EXCERPT PROVIDED
* * * * * * * * *
3.12 - itertools.batched

Python 3.12, released October 2nd, offers this as a built-in feature in the itertools module: itertools.batched

from itertools import batched
batched("ABCDEFG", 2)  # --> (("A", "B"), ("C", "D"), ("E",))
batched(range(8), 3)  # --> ((1, 2, 3), (4, 5, 6), (7, 8))
Retrogradation answered 5/10, 2023 at 18:26 Comment(0)
T
3

A one-liner, inlineable solution to this (supports v2/v3, iterators, uses standard library and a single generator comprehension):

import itertools
def split_groups(iter_in, group_size):
     return ((x for _, x in item) for _, item in itertools.groupby(enumerate(iter_in), key=lambda x: x[0] // group_size))
Trey answered 17/2, 2015 at 13:15 Comment(1)
This solution makes an infinite loop with a sequence, e.g. with range()/xrange().Lorikeet
A
2

I think those questions are almost equal

Changing a little bit to crop the last, I think a good solution for the generator case would be:

from itertools import *
def iter_grouper(n, iterable):
    it = iter(iterable)
    item = itertools.islice(it, n)
    while item:
        yield item
        item = itertools.islice(it, n)

for the object that supports slices (lists, strings, tuples), we can do:

def slice_grouper(n, sequence):
   return [sequence[i:i+n] for i in range(0, len(sequence), n)]

now it's just a matter of dispatching the correct method:

def grouper(n, iter_or_seq):
    if hasattr(iter_or_seq, "__getslice__"):
        return slice_grouper(n, iter_or_seq)
    elif hasattr(iter_or_seq, "__iter__"):
        return iter_grouper(n, iter_or_seq)

I think you could polish it a little bit more :-)

Anatolic answered 16/12, 2009 at 15:29 Comment(4)
It is similar, and I do still want the last chunk. I just want it to work with generators as well as lists.Alleenallegation
oh, sorry, I misunderstood that part then... I'll fix itAnatolic
I did think about this but I thought there had to be a simpler way than hasattr. Roberto Bonvallet posted it so he gets the answer. That said yours appears to work +1.Alleenallegation
Note that the first code example will never terminateCheliform
O
1

Why not do it like this? Looks almost like your splitEvery_2 function.

def splitEveryN(n, it):
    return [it[i:i+n] for i in range(0, len(it), n)]

Actually it only takes away the unnecessary step interval from the slice in your solution. :)

Overcasting answered 16/12, 2009 at 15:6 Comment(2)
That was actually what I meant with my splitEvery_2 function. It doesn't work if you input a generator expression. I think I will probably just convert my generator to a list to make things simple, but the answer will still bug me.Alleenallegation
Iterators don't support the len function, although a list or a tuple would. For example len(itertools.imap(lambda x:x*2, range(3))) will fail.Morena
G
1

This is an answer that works for both list and generator:

from itertools import count, groupby
def split_every(size, iterable):
    c = count()
* * * * * * * * *
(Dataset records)
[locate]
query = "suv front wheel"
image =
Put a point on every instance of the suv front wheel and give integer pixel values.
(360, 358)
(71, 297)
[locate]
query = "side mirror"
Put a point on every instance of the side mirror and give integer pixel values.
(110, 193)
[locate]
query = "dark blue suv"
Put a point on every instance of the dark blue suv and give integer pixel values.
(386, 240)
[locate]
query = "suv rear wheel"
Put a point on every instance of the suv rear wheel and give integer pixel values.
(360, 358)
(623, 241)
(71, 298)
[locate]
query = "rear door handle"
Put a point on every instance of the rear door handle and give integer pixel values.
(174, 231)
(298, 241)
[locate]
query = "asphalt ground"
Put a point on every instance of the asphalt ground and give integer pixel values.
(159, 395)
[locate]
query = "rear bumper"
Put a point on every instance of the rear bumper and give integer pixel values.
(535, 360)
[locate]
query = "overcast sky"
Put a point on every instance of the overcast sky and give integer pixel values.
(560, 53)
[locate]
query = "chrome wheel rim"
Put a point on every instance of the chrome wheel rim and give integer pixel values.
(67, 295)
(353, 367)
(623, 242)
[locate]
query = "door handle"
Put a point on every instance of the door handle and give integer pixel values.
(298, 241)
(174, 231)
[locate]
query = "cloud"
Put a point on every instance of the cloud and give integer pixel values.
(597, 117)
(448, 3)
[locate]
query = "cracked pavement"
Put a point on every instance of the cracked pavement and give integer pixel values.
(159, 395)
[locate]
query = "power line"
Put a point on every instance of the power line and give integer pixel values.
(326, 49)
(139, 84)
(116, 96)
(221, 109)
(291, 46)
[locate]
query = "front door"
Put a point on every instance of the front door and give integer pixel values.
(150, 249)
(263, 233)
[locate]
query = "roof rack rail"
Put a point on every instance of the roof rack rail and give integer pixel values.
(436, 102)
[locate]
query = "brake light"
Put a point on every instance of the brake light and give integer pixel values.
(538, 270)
* * * * * * * * *
DIRECTIONS
- a) Answer these questions using the forum thread:
(i) Which Python version offers itertools.batched as a built-in feature of the itertools module?
(ii) Which itertools function does the one-liner split_groups solution call?
(iii) Which function do iterators not support, according to the comment about len?
- b) From the forum thread, output the passage starting at "Overcasting answered 16/12, 2009" and ending at "c = count()".
- c) According to the forum thread, why does a slicing function such as splitEveryN fail when given a generator or other iterator? Answer in one to three sentences.

OUTPUTS BY TASK
- a)
(i) Python 3.12
(ii) itertools.groupby
(iii) The len function

- b)
Overcasting answered 16/12, 2009 at 15:6 Comment(2)
That was actually what I meant with my splitEvery_2 function. It doesn't work if you input a generator expression. I think I will probably just convert my generator to a list to make things simple, but the answer will still bug me.Alleenallegation
Iterators don't support the len function, although a list or a tuple would. For example len(itertools.imap(lambda x:x*2, range(3))) will fail.Morena
G
1

This is an answer that works for both list and generator:

from itertools import count, groupby
def split_every(size, iterable):
    c = count()

- c) The function calls len on its input to build the range of slice positions. Iterators don't support the len function, although a list or a tuple would.